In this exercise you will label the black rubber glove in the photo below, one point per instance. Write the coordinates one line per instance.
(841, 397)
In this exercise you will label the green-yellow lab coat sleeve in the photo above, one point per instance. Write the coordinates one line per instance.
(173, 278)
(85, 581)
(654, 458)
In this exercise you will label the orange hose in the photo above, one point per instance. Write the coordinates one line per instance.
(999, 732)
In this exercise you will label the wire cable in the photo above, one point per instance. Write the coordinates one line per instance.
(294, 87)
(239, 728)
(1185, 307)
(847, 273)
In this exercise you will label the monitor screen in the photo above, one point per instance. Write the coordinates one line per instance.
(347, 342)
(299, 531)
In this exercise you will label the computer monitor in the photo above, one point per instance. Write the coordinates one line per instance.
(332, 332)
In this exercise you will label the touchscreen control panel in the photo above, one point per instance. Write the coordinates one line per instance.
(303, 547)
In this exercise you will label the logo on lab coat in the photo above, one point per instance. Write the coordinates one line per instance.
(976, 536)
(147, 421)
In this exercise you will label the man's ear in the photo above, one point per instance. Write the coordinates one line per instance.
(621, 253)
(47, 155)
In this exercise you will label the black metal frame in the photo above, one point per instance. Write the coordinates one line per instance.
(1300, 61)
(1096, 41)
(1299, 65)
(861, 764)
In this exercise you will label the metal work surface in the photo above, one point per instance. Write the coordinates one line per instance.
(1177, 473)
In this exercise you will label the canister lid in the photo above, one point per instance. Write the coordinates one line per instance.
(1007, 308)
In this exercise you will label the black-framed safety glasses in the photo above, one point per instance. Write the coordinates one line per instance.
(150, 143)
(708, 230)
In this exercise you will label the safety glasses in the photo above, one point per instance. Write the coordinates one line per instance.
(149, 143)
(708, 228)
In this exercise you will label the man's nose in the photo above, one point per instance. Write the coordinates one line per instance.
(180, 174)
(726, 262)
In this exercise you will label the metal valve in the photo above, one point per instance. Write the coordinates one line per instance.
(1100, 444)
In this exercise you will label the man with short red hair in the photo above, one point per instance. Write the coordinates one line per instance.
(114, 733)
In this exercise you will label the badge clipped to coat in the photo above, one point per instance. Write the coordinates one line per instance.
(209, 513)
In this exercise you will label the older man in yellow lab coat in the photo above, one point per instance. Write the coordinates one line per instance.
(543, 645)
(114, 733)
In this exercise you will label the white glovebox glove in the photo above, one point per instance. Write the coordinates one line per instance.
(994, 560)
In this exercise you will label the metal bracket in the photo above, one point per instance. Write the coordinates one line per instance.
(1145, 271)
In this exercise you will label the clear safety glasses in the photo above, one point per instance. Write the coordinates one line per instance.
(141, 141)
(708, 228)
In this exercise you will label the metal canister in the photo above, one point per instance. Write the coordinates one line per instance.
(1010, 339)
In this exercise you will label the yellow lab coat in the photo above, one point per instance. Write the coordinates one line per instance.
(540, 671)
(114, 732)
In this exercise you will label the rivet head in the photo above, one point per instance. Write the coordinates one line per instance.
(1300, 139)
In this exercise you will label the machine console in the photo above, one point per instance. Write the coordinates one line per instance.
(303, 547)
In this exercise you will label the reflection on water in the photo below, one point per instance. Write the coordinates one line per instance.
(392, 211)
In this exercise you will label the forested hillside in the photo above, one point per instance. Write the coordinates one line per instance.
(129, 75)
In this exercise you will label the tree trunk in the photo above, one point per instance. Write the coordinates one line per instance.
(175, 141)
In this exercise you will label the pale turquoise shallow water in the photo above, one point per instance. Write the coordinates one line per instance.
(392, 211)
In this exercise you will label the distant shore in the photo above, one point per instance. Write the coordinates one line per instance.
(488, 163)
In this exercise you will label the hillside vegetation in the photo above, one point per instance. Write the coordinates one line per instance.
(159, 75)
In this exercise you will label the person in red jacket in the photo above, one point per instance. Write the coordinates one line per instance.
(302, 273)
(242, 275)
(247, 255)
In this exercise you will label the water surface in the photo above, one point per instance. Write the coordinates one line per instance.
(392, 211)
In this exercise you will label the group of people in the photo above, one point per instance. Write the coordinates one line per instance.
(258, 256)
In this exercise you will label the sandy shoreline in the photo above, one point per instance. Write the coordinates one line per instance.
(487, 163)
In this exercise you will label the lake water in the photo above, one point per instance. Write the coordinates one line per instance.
:::
TASK GOAL: Copy all of the data above line for line, without changing a single character.

RESPONSE BELOW:
In this exercise you will label the black rubber glove in the photo below, one point per instance. Write the coordinates one line per instance.
(841, 397)
In this exercise you will label the green-yellow lab coat sleeve in the photo above, one point per instance. Write the coordinates one line per instance.
(173, 278)
(85, 581)
(654, 458)
In this exercise you will label the orange hose in the photo above, one point per instance. Write the coordinates one line per instance.
(999, 732)
In this exercise you will label the wire cable in the photo above, one point per instance. Write the coordinates one line per instance.
(294, 87)
(239, 728)
(1185, 307)
(847, 273)
In this exercise you will label the monitor screen in the photo above, one point per instance. Write the coordinates one line per instance.
(347, 342)
(299, 531)
In this exercise you will label the computer monitor in the photo above, one point per instance. Write the coordinates one line per instance.
(332, 332)
In this exercise you will label the touchscreen control panel in the photo above, one point per instance. Write the coordinates one line per instance.
(303, 547)
In this exercise you will label the logo on lab coat in the photo above, one point per instance. Write the coordinates one line per instance.
(976, 536)
(147, 421)
In this exercise you will label the man's ear in the photo above, one point per instance. Write the coordinates one line per instance.
(621, 253)
(47, 155)
In this exercise you will label the black metal frame in the photo above, one point per instance. Write the coordinates one line per instance.
(1300, 61)
(1096, 41)
(1299, 65)
(861, 764)
In this exercise you will label the metal work surface in the photo above, one point per instance. Write the coordinates one line per instance.
(1177, 473)
In this exercise you will label the canister lid in the photo above, one point per instance. Write the coordinates one line per instance.
(1007, 308)
In this exercise you will label the black-framed safety glasses in the photo above, one point per instance. Write the coordinates one line per instance.
(150, 143)
(708, 230)
In this exercise you will label the safety glasses in the photo above, one point per instance. Write the coordinates one line per instance.
(149, 143)
(708, 228)
In this exercise you will label the man's nose in the photo above, one point per instance. Write the coordinates one line per instance.
(180, 174)
(726, 262)
In this exercise you will label the metal valve in the photo above, one point per instance. Write the coordinates one line per instance.
(1100, 444)
In this exercise you will label the man with short red hair in the photo above, one point per instance. Write the coordinates one line per instance.
(114, 733)
In this exercise you will label the badge clipped to coat in the photo above, one point per instance. Write the coordinates one line per instance.
(209, 513)
In this exercise you will label the older man in yellow lab coat in the photo above, one point per instance. Write the coordinates one line per instance.
(543, 645)
(114, 733)
In this exercise you will label the white glovebox glove in the photo above, one point per instance. Write the coordinates one line per instance.
(994, 560)
In this exercise you will label the metal bracket in the photo above, one point per instance. Write the coordinates one line per instance.
(1145, 271)
In this exercise you will label the clear safety glasses in the photo above, one point per instance. Write the coordinates one line per instance.
(141, 141)
(708, 228)
In this exercise you will label the metal canister in the photo above, one point per instance. Write the coordinates one line per instance.
(1010, 339)
In this exercise you will label the yellow lab coat in the photo above, one point per instance. Write the coordinates one line per instance.
(540, 671)
(114, 732)
In this exercise you will label the rivet head in the photo above, one point per instance. Write the coordinates one line per instance.
(1300, 139)
In this exercise you will label the machine console in the photo above, one point per instance. Write the coordinates one line per instance.
(303, 547)
In this exercise you will label the reflection on water in the photo below, one point per instance. Write the coordinates one line per instance.
(392, 211)
In this exercise you will label the forested hillside in the photo above, one point per instance. Write the coordinates one line per instance.
(129, 75)
In this exercise you will label the tree trunk in the photo above, one point per instance. Write the coordinates one line per instance.
(175, 141)
In this exercise you will label the pale turquoise shallow water in the photo above, one point per instance. Write the coordinates one line per instance.
(392, 211)
In this exercise you will label the distant shore in the photo above, one point per instance. Write the coordinates one line per instance.
(488, 163)
In this exercise you will label the hillside vegetation in the photo above, one point per instance. Write the coordinates one line per instance.
(159, 75)
In this exercise you will label the person in red jacket in the photo above, one point per instance. Write the coordinates one line per instance.
(302, 273)
(242, 275)
(247, 255)
In this exercise you will label the water surface in the photo above, one point per instance. Write the coordinates one line per instance.
(392, 211)
In this exercise you will label the group of people in the photo above, one point per instance. Write the coordinates one line per instance.
(258, 256)
In this exercise you will label the sandy shoreline in the photo above, one point per instance. Write the coordinates one line per instance.
(487, 163)
In this exercise you will label the lake water in the photo above, one point per instance. Write the coordinates one line per instance.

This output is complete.